## SET EXERCISE
Reproduce the data below word for word, keeping every line unchanged.

## SUPPLIED RECORDS
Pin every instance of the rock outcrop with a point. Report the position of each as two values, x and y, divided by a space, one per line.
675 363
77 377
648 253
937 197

## WRITTEN RESPONSE
Pin every instance of the rock outcrop with a point. Report the position of each as two values, x and y, divided by a space, one per line.
675 363
77 377
648 253
937 197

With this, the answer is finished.